▶ _Things to do_
(a) Rewrite the paragraph of the Willingale text that begins "In Saxon times" as a short bulleted list that keeps its main facts.
(b) According to the Willingale text, why was the manor north of Willingale Spain called Willingale Doe? Answer in one to three sentences.

▶ _Text provided_
Village in Essex, England

Willingale is a village and civil parish in the Epping Forest district of Essex, England. The civil parish also includes the village of Shellow Bowells and the hamlet of Miller's Green. At the 2021 census the parish had a population of 531.

==History==
The name Willingale means the nook of land of Willa's people.

In Saxon times, Willingale and neighbouring Shellow Bowells appear to have formed part of the extensive Roding estate, which subsequently fragmented into multiple manors and parishes. Willingale had become a separate vill by the time of the Domesday Book of 1086 when it was listed as "Willingehala" in the Dunmow hundred and was split into four estates or manors.

No priest or church is mentioned at Willingale in the Domesday Book, but it came to form two parishes. One of the manors in the Domesday Book had been owned by Hervey of Spain, and that manor became known as Willingale Spain. A church dedicated to St Andrew and All Saints was built in the manor of Willingale Spain; the church is mentioned in documents from around 1120 and the surviving building also dates back to the 12th century.

To the north of Willingale Spain was the manor of Willingale Doe, named after the D'Ou or D'Eu family, who had been tenants of the manor in the reign of Henry II in the 12th century. In the 14th century a second church was built at Willingale, in the manor of Willingale Doe. The church, dedicated to St Christopher, stands immediately north of the older St Andrew's Church and they share a churchyard, with a line of trees marking the old manor and parish boundary between them.

▶ _Raw data_
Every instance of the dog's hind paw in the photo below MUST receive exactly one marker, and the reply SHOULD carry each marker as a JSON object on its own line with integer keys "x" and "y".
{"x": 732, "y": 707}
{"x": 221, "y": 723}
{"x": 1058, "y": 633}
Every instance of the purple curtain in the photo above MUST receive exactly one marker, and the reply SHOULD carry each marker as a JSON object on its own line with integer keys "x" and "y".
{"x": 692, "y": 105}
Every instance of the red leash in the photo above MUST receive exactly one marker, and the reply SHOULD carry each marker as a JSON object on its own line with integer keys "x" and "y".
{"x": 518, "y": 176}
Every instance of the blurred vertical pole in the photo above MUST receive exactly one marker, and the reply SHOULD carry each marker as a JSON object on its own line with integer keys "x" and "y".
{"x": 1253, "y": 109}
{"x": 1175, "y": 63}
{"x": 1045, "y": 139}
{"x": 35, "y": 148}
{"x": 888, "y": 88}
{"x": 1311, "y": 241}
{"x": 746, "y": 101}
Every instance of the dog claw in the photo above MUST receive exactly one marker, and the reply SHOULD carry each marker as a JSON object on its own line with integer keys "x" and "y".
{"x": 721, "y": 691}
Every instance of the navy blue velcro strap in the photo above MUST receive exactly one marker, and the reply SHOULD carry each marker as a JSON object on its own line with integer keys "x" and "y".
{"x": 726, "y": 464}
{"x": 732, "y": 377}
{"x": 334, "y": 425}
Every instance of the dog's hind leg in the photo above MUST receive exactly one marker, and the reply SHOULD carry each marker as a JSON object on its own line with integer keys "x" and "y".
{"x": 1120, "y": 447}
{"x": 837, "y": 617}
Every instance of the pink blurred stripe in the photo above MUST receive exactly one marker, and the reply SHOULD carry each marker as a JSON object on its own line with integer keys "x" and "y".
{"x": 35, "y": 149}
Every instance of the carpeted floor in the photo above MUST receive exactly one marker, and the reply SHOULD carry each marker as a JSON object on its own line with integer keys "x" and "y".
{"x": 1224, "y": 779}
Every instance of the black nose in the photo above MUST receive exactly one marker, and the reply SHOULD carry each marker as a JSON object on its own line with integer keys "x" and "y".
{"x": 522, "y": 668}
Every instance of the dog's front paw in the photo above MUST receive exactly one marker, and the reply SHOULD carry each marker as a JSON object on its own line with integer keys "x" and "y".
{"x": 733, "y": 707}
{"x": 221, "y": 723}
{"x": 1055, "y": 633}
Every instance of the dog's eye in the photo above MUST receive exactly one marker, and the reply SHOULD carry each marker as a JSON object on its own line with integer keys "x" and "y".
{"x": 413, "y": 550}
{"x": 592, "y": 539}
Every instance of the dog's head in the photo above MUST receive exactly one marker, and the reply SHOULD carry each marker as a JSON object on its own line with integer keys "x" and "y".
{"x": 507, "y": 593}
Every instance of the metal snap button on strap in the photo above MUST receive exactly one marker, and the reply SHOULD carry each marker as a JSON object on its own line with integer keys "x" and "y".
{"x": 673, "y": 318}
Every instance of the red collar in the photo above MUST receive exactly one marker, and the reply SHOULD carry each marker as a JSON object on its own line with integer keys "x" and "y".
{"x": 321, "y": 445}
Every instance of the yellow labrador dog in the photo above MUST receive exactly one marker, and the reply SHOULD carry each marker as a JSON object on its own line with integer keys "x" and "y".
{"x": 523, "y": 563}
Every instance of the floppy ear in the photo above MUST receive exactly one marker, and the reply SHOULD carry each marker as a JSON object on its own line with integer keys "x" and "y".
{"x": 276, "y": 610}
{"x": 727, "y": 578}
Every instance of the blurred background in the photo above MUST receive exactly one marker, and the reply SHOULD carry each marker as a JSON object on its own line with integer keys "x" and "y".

▶ _Solution list_
(a)
- In Saxon times, Willingale and Shellow Bowells seem to have been part of the large Roding estate.
- That estate later broke up into several manors and parishes.
- By the Domesday Book of 1086, Willingale was a separate vill, listed as "Willingehala" in the Dunmow hundred.
- At that time it was divided into four estates or manors.

(b) The manor of Willingale Doe was named after the D'Ou or D'Eu family. That family held the manor as tenants during the reign of Henry II in the 12th century.